Items listed in a dataset
▬▬▬

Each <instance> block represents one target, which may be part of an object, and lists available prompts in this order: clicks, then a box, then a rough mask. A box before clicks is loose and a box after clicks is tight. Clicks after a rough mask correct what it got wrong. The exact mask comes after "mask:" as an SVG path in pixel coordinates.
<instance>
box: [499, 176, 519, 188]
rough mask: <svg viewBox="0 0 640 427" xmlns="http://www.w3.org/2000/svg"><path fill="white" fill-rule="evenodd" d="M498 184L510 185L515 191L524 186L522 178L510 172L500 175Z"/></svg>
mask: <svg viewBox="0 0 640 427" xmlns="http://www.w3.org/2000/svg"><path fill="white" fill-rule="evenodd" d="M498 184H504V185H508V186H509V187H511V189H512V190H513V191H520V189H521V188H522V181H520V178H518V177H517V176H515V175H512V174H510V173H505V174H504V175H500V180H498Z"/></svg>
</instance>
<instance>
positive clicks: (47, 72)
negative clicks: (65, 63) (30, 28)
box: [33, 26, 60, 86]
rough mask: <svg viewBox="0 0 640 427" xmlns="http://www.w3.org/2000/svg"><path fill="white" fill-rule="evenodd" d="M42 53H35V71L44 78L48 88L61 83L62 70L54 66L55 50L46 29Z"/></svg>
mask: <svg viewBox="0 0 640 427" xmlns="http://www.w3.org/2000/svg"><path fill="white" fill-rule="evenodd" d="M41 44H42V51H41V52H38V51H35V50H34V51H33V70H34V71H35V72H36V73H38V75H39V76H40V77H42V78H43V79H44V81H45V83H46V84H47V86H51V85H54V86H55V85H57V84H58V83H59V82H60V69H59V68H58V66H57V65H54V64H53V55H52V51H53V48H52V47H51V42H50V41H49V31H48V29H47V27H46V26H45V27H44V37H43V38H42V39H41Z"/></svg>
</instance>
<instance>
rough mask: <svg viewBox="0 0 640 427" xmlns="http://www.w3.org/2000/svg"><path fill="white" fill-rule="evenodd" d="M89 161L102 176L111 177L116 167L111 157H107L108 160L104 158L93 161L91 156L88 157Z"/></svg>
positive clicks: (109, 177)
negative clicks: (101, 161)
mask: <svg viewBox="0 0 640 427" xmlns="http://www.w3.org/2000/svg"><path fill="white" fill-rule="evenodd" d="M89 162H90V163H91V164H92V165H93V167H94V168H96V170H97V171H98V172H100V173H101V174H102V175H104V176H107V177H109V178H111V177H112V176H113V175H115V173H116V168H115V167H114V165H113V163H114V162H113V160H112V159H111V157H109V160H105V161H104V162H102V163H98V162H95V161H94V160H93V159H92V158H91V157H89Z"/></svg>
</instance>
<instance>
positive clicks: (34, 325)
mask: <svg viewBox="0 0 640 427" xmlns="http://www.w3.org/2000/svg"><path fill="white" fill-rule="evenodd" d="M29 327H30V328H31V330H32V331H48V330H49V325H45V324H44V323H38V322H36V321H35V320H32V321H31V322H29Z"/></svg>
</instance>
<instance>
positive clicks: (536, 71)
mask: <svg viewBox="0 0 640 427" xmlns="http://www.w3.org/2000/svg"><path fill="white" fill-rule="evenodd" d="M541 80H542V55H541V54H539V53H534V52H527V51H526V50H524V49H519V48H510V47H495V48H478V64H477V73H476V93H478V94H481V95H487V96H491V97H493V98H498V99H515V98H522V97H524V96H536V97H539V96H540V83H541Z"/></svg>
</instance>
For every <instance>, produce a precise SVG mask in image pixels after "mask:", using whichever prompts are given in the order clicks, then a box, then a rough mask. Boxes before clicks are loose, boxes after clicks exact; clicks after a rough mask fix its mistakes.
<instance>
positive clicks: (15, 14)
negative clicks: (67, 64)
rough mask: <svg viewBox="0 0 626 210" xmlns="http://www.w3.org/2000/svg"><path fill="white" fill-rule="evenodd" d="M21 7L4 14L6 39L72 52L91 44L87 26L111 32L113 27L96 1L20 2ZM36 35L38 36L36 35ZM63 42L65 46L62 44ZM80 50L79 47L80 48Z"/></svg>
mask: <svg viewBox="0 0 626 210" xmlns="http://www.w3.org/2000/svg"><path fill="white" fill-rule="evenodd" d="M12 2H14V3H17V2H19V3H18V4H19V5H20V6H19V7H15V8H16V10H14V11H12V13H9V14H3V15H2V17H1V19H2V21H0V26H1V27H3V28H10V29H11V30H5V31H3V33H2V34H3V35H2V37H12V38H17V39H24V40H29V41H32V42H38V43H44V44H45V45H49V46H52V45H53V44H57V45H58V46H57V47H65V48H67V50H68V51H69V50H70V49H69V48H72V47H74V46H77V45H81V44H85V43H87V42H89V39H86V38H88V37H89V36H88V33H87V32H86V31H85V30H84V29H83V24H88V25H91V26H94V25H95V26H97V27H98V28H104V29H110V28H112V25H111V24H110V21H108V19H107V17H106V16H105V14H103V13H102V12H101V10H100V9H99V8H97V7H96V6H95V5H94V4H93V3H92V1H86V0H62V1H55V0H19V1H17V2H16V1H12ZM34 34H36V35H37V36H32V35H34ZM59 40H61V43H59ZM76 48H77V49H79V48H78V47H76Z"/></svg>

▬▬▬

The response must consist solely of the lines from the top of the records through the line holding "box: [33, 26, 60, 86]", copied word for word.

Each <instance> block represents one target, which may be part of an object, and lists available prompts in this order: clicks, then a box, then a rough mask. A box before clicks is loose and a box after clicks is tight. Clicks after a rough mask correct what it got wrong. The exact mask comes after "mask:" as an SVG path in pixel coordinates.
<instance>
box: [499, 176, 519, 188]
rough mask: <svg viewBox="0 0 640 427" xmlns="http://www.w3.org/2000/svg"><path fill="white" fill-rule="evenodd" d="M498 184L510 185L515 191L524 186L522 178L510 172L500 175Z"/></svg>
mask: <svg viewBox="0 0 640 427" xmlns="http://www.w3.org/2000/svg"><path fill="white" fill-rule="evenodd" d="M498 184H504V185H508V186H509V187H511V189H512V190H513V191H520V189H521V188H522V181H520V178H518V177H517V176H515V175H512V174H510V173H505V174H504V175H500V180H498Z"/></svg>
</instance>
<instance>
positive clicks: (47, 72)
negative clicks: (65, 63) (30, 28)
box: [33, 26, 60, 86]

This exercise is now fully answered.